# Objective
Rewrite every line of the listing below with "desk" swapped for "table", leaving everything else unchanged.

(Outline labeling listing)
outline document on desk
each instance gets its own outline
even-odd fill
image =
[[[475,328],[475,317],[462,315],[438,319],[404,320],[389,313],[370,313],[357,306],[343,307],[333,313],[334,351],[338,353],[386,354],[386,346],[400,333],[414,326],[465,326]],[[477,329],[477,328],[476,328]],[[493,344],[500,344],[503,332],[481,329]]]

# The solution
outline document on table
each instance gets its own outline
even-odd fill
image =
[[[475,328],[475,317],[462,315],[438,319],[404,320],[389,313],[370,313],[357,306],[343,307],[333,313],[334,351],[338,353],[386,354],[386,346],[400,333],[414,326],[465,326]],[[477,329],[477,328],[476,328]],[[493,344],[500,344],[503,332],[481,329]]]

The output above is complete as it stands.